__STORED ROWS__
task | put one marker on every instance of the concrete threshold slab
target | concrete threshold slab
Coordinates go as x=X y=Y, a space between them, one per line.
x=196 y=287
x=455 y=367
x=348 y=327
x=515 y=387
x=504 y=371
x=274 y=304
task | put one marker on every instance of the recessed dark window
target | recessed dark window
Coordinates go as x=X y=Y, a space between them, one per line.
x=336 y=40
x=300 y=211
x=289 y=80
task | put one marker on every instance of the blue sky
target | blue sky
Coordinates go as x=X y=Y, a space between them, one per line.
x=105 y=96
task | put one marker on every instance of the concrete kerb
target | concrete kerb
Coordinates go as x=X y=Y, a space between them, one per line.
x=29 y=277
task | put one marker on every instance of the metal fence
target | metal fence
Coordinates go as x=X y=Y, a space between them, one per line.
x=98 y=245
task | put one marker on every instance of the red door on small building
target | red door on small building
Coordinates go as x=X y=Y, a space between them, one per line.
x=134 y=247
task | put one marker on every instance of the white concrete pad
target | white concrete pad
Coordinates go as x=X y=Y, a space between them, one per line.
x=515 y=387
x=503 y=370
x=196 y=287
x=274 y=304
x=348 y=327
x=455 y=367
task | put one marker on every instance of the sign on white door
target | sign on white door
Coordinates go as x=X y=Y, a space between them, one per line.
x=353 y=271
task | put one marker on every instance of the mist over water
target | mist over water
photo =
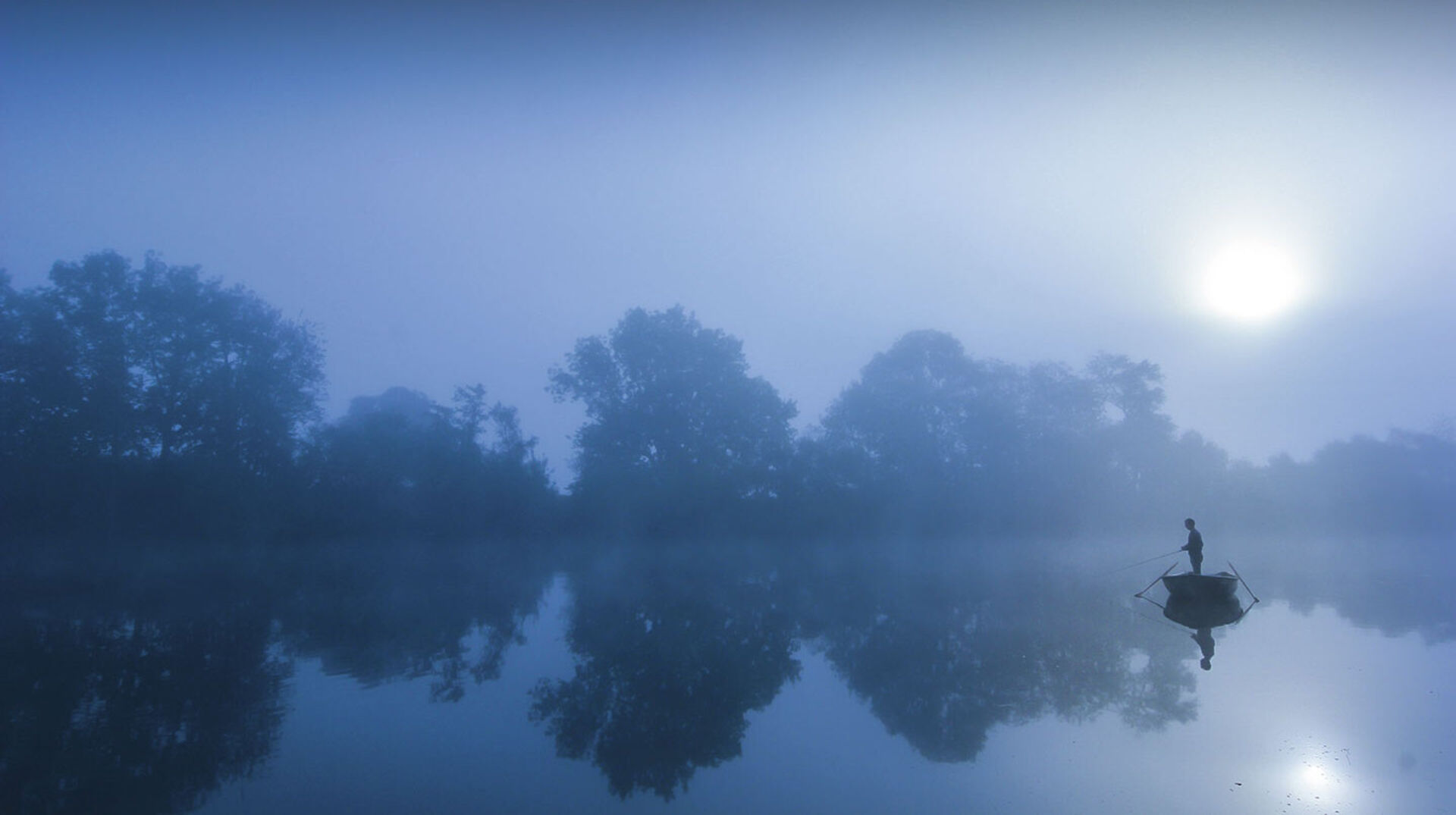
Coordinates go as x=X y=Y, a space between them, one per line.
x=717 y=677
x=726 y=409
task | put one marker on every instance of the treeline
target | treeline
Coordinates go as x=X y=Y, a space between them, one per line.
x=156 y=402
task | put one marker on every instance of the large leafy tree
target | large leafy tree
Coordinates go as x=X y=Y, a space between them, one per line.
x=934 y=428
x=127 y=387
x=221 y=373
x=400 y=463
x=677 y=430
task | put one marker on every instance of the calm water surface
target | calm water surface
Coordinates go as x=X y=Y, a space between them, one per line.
x=1008 y=677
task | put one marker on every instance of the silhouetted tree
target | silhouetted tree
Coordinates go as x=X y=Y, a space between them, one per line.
x=147 y=400
x=400 y=463
x=677 y=433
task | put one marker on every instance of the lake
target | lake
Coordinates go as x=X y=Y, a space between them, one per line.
x=726 y=677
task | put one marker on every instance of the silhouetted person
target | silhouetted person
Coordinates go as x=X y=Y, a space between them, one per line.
x=1194 y=547
x=1204 y=639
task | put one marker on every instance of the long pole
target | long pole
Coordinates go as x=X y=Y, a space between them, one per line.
x=1245 y=585
x=1141 y=562
x=1159 y=577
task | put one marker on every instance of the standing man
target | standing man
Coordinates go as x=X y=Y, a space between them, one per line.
x=1194 y=546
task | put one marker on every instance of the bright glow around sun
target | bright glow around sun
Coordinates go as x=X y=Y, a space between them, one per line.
x=1253 y=281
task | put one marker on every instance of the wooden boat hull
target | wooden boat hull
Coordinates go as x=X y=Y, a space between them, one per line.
x=1203 y=613
x=1201 y=588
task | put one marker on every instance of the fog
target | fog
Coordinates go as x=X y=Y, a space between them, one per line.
x=727 y=406
x=456 y=197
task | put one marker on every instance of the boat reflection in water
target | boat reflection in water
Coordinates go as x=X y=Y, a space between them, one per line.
x=1203 y=603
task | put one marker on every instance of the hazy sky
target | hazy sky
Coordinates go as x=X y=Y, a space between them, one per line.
x=456 y=196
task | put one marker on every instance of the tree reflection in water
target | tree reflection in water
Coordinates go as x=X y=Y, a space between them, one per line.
x=673 y=651
x=145 y=682
x=672 y=655
x=137 y=699
x=382 y=615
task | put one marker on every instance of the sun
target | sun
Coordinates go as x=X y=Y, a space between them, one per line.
x=1253 y=281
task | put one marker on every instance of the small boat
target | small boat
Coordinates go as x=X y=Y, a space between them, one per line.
x=1204 y=613
x=1201 y=588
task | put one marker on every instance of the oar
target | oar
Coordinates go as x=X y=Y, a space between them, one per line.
x=1141 y=562
x=1241 y=579
x=1161 y=577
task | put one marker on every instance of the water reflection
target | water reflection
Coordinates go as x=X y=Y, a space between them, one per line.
x=672 y=654
x=145 y=685
x=133 y=697
x=946 y=652
x=397 y=615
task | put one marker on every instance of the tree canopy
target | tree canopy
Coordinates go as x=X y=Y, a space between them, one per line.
x=676 y=427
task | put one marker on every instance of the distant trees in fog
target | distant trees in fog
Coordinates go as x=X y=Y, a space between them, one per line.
x=677 y=433
x=398 y=463
x=123 y=389
x=152 y=400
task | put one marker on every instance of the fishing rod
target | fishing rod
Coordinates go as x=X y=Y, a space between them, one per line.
x=1155 y=581
x=1142 y=562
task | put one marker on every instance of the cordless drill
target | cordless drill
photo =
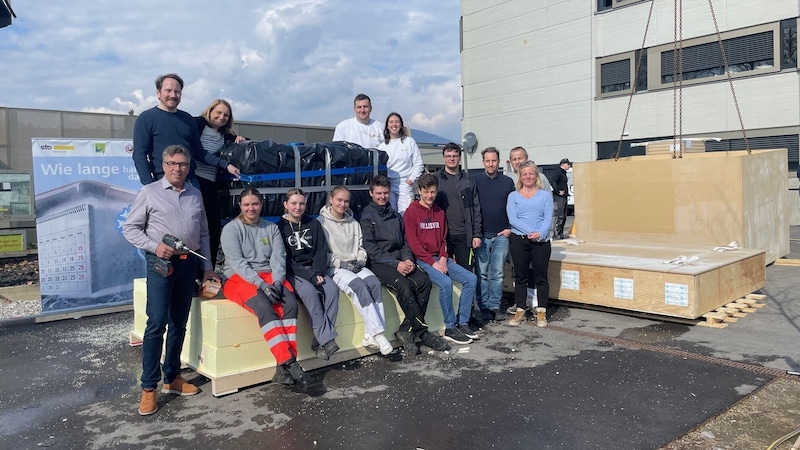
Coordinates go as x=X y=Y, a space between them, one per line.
x=164 y=266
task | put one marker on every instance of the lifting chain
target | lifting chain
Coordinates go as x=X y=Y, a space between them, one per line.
x=677 y=80
x=634 y=82
x=730 y=80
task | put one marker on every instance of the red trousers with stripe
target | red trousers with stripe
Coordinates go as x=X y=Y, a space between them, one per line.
x=278 y=322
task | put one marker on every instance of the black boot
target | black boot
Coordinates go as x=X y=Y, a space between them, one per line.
x=406 y=339
x=302 y=382
x=282 y=376
x=325 y=351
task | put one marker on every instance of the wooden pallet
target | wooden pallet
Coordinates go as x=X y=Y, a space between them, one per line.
x=732 y=312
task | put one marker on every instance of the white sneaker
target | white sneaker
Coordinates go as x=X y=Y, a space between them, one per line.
x=384 y=344
x=369 y=342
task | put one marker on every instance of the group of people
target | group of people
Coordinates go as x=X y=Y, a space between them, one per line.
x=403 y=244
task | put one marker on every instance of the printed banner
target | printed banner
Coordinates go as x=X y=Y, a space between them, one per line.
x=83 y=191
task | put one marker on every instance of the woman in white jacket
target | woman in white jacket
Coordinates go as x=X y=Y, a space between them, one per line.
x=405 y=162
x=346 y=267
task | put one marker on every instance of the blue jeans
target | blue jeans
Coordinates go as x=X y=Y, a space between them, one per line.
x=467 y=279
x=168 y=302
x=491 y=256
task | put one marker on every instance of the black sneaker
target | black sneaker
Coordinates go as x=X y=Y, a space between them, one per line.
x=406 y=340
x=464 y=328
x=434 y=342
x=325 y=351
x=455 y=335
x=476 y=322
x=302 y=382
x=282 y=376
x=498 y=316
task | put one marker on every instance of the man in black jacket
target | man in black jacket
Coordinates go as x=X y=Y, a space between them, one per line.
x=391 y=260
x=458 y=197
x=560 y=194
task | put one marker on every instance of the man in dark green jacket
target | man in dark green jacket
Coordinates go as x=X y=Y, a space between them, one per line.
x=391 y=260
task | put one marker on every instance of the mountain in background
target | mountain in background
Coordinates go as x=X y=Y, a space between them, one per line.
x=423 y=137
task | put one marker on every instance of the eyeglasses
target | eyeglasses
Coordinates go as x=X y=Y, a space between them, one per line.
x=173 y=164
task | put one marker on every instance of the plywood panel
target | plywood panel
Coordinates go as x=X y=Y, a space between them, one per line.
x=635 y=277
x=707 y=199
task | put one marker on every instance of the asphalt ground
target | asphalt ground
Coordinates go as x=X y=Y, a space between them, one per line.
x=592 y=379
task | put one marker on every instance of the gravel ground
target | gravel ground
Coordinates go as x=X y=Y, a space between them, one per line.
x=18 y=271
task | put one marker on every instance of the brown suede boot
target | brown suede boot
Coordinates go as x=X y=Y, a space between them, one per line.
x=518 y=318
x=147 y=404
x=541 y=317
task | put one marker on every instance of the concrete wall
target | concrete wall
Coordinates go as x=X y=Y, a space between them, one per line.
x=527 y=77
x=530 y=77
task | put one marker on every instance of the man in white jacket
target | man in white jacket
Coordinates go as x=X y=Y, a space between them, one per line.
x=360 y=129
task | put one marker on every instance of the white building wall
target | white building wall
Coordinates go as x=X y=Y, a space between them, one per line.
x=768 y=101
x=622 y=29
x=527 y=75
x=528 y=72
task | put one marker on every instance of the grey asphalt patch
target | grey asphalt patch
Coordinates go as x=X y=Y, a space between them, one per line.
x=516 y=386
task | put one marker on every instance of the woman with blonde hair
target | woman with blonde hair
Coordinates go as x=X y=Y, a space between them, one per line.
x=215 y=126
x=346 y=266
x=405 y=162
x=530 y=211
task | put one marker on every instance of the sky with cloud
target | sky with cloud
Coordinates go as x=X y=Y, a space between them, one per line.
x=287 y=61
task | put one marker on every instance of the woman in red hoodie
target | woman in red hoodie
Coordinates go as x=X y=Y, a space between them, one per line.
x=426 y=229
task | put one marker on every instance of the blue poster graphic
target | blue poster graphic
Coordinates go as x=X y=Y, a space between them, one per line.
x=83 y=191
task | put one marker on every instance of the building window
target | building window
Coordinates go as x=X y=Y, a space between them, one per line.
x=615 y=76
x=789 y=44
x=744 y=53
x=603 y=5
x=641 y=77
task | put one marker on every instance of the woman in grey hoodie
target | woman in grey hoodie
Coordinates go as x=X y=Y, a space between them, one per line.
x=346 y=267
x=255 y=264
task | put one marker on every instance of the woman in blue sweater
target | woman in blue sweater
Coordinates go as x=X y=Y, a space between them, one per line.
x=530 y=211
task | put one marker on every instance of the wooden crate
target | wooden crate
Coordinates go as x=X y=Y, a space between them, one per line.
x=702 y=199
x=634 y=277
x=224 y=342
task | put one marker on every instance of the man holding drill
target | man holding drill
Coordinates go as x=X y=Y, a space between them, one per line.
x=169 y=206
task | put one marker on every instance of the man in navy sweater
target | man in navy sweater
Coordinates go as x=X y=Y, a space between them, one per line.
x=164 y=125
x=493 y=189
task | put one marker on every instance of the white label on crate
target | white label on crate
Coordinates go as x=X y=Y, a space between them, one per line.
x=570 y=279
x=623 y=288
x=676 y=294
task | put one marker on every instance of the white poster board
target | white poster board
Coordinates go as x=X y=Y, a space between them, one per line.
x=83 y=192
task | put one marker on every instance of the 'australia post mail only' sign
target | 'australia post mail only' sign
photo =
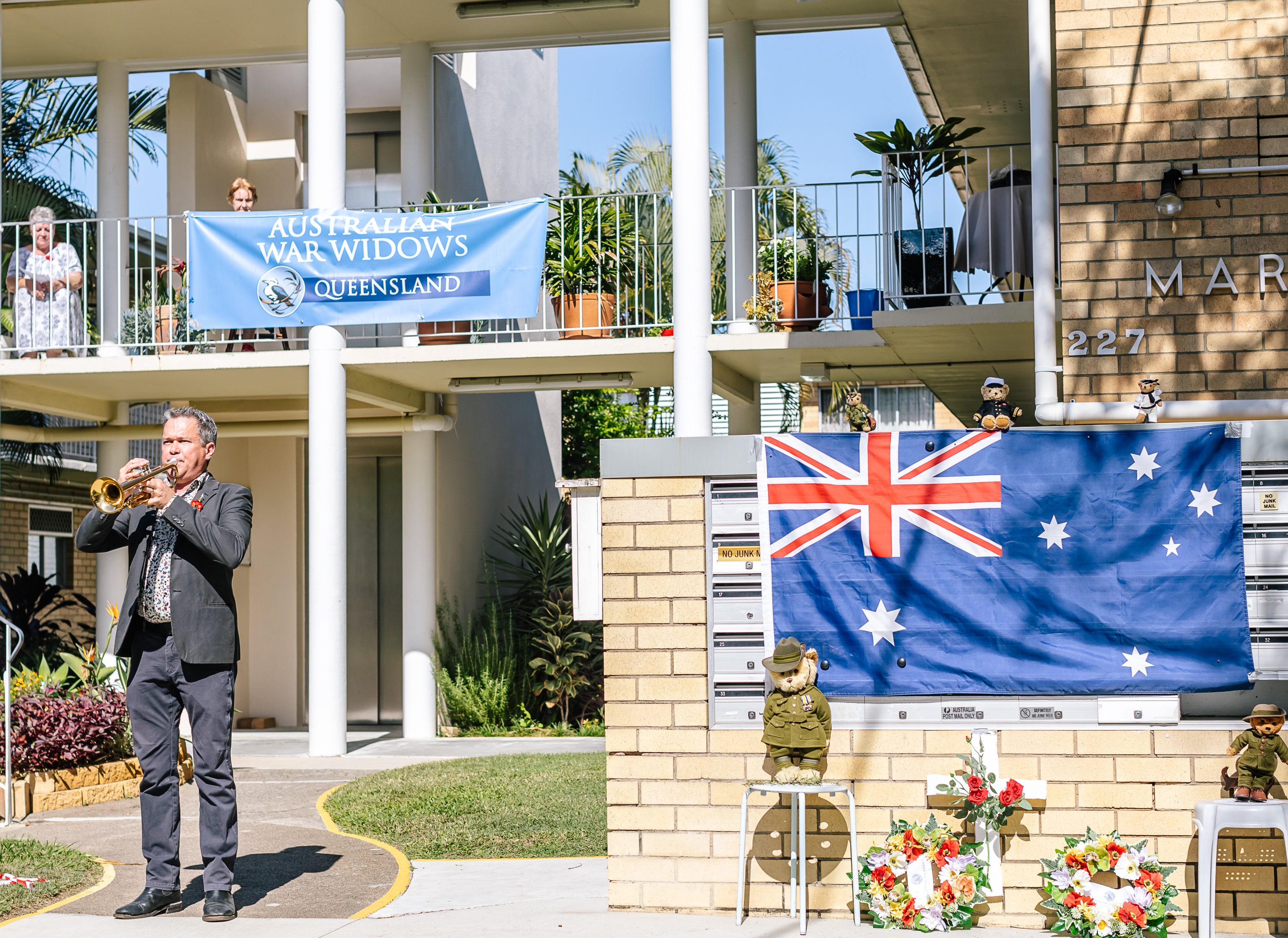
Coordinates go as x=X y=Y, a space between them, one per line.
x=335 y=267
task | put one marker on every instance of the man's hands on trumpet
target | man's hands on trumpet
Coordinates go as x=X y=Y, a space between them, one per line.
x=160 y=492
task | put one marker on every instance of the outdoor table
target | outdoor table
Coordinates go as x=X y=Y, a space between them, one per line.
x=797 y=861
x=1211 y=818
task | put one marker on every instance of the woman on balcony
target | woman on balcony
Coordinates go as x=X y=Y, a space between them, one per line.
x=45 y=280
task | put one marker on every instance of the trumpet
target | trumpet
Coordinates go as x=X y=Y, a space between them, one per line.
x=109 y=496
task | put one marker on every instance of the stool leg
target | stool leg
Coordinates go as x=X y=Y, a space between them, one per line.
x=742 y=859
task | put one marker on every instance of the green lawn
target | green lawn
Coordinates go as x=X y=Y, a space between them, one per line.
x=65 y=870
x=492 y=807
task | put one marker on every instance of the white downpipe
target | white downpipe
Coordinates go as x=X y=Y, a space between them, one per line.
x=326 y=105
x=741 y=159
x=114 y=199
x=416 y=81
x=420 y=583
x=691 y=195
x=111 y=569
x=328 y=614
x=1044 y=205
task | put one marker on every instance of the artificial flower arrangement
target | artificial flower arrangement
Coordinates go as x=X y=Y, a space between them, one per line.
x=1085 y=907
x=981 y=795
x=923 y=878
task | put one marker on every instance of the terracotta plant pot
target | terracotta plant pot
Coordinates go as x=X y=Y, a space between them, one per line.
x=803 y=309
x=445 y=334
x=586 y=316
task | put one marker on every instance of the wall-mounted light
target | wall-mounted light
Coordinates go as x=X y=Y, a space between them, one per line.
x=1169 y=205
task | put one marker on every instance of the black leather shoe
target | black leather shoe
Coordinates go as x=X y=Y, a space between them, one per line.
x=151 y=902
x=219 y=906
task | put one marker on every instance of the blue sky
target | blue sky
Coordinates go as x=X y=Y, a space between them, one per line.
x=814 y=92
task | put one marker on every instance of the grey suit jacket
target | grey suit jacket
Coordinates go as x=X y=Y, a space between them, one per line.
x=210 y=546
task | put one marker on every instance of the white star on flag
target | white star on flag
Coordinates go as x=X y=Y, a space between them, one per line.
x=1204 y=501
x=881 y=623
x=1144 y=464
x=1138 y=662
x=1054 y=533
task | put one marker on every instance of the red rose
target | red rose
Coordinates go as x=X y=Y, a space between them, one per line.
x=1133 y=913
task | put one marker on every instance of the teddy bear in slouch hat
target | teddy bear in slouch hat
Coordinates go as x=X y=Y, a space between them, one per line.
x=1263 y=750
x=798 y=720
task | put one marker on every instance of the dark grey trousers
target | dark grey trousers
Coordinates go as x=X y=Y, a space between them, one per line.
x=160 y=688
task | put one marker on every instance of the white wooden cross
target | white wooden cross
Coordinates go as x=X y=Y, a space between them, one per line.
x=1035 y=790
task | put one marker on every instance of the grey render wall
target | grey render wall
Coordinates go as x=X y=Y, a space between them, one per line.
x=500 y=140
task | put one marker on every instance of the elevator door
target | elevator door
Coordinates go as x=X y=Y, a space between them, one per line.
x=375 y=590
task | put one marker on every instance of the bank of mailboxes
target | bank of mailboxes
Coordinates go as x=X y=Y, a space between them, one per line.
x=1265 y=560
x=738 y=635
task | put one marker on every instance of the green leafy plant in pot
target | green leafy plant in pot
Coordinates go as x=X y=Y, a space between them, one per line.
x=925 y=254
x=800 y=282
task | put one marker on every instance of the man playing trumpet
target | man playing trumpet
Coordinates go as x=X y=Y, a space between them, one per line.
x=178 y=626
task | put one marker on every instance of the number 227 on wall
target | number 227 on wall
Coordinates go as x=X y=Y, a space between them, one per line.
x=1107 y=342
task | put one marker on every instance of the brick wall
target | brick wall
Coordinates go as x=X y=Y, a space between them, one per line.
x=674 y=787
x=1143 y=85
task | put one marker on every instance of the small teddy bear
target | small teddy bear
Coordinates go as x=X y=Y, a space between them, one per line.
x=862 y=420
x=1263 y=749
x=995 y=412
x=798 y=720
x=1149 y=402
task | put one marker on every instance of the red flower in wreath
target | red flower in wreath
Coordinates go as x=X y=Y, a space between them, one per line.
x=1131 y=913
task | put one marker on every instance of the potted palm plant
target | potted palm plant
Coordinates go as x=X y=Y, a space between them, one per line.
x=925 y=254
x=800 y=282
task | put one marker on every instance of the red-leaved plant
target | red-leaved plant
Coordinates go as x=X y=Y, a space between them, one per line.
x=69 y=731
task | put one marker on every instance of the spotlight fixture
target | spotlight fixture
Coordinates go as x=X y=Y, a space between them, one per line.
x=522 y=8
x=1169 y=205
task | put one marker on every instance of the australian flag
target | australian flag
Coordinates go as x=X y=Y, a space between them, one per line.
x=1037 y=561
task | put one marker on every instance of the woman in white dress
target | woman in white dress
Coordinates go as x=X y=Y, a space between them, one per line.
x=45 y=280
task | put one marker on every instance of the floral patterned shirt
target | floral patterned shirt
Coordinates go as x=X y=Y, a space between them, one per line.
x=155 y=602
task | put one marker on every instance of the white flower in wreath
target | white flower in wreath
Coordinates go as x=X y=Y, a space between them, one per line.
x=1128 y=868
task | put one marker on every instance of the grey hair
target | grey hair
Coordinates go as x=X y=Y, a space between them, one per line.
x=205 y=425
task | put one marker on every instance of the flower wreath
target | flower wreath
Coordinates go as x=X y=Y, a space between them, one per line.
x=1085 y=907
x=898 y=878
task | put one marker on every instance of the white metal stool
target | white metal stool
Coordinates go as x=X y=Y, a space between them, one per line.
x=797 y=861
x=1211 y=818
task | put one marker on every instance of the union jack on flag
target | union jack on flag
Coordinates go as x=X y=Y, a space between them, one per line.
x=1038 y=561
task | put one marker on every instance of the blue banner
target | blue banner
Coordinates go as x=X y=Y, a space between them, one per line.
x=1037 y=561
x=337 y=268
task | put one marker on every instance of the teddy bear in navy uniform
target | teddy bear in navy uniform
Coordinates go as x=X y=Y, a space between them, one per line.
x=995 y=411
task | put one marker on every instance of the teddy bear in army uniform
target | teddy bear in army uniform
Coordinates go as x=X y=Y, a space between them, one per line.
x=862 y=420
x=798 y=720
x=1263 y=750
x=995 y=411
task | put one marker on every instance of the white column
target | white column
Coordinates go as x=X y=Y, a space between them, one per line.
x=420 y=583
x=326 y=105
x=1044 y=202
x=416 y=73
x=741 y=159
x=691 y=195
x=328 y=543
x=111 y=569
x=114 y=199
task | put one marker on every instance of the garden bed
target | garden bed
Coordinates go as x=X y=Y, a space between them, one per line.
x=486 y=809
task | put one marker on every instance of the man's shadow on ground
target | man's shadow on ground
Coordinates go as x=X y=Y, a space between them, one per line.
x=259 y=874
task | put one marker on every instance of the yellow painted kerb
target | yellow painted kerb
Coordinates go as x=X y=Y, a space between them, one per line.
x=109 y=875
x=401 y=882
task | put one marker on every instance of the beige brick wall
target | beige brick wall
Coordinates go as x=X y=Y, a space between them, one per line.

__PROBLEM DESCRIPTION__
Give again, word for word, every line from the one holding "the teddy bear in army uniform" to the end of the data.

__PROBLEM SOLUTION__
task | put one marker on every instance of the teddy bear in army uniform
target | teddy bear in army uniform
Coordinates go as x=X y=Y, a space between them, one per line.
x=862 y=420
x=798 y=720
x=1263 y=750
x=995 y=411
task | put one marker on every instance of the white column
target | white column
Coordinates go as x=X y=Y, a space between them, one per line.
x=420 y=583
x=326 y=105
x=1044 y=202
x=416 y=73
x=741 y=159
x=691 y=195
x=328 y=543
x=111 y=569
x=114 y=199
task | put one marker on every instance of the garden bed
target | garden bed
Coordinates go as x=X y=Y, a space between them, one per line.
x=486 y=809
task | put one marker on every instance of the man's shadow on ground
target | man's shadow on ground
Coordinates go as x=X y=Y, a space between them, one per line.
x=259 y=874
task | put one marker on every instance of the yellow painted kerb
target | yellow painted kerb
Coordinates go as x=X y=Y, a space between them, one per line.
x=109 y=875
x=401 y=882
task | put one marker on every instance of the beige brick wall
target | beige brick wall
Coordinates go as x=X y=Y, a space between them, one per line.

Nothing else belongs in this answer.